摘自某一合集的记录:
========================================================================

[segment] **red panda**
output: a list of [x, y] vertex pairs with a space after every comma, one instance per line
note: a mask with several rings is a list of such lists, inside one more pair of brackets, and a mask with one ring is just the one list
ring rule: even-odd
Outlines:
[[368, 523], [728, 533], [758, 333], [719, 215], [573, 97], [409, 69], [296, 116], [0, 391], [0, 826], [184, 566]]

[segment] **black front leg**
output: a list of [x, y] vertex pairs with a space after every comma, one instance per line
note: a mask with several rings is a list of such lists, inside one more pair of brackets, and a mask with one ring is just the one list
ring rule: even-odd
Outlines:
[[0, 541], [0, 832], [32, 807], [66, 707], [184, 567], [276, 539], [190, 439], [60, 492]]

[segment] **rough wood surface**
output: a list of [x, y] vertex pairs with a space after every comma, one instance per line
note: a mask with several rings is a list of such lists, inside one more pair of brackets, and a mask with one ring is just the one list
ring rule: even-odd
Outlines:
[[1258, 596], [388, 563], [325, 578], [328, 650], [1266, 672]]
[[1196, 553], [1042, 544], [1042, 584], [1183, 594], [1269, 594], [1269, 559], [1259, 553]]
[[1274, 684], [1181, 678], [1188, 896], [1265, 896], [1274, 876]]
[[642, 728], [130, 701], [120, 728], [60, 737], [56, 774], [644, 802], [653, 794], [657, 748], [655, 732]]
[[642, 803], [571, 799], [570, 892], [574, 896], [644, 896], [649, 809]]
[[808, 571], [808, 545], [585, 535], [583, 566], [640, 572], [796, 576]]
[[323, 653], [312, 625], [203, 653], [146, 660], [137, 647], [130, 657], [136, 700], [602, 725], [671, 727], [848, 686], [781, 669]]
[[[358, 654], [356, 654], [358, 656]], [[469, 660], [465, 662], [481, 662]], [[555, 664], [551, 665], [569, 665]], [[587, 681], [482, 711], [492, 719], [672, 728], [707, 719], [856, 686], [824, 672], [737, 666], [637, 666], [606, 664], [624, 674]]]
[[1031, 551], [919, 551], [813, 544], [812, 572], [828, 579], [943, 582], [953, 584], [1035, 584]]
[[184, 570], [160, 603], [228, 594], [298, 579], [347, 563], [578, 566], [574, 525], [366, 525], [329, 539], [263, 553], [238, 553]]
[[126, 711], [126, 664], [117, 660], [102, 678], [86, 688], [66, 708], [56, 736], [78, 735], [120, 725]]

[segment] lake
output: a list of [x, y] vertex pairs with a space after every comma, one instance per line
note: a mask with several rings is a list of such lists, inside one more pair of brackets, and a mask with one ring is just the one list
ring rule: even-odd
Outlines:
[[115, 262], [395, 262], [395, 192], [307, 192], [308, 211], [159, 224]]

========================================================================

任务要求: 原样输出记录中从含有“[segment] lake”的那一行开始、到记录末尾结束的各行，起止两端都包括在内。

书面回答:
[segment] lake
output: a list of [x, y] vertex pairs with a space after every comma, one instance per line
note: a mask with several rings is a list of such lists, inside one more pair of brackets, and a mask with one ring is just the one list
ring rule: even-odd
Outlines:
[[115, 262], [395, 262], [395, 192], [307, 192], [308, 211], [159, 224]]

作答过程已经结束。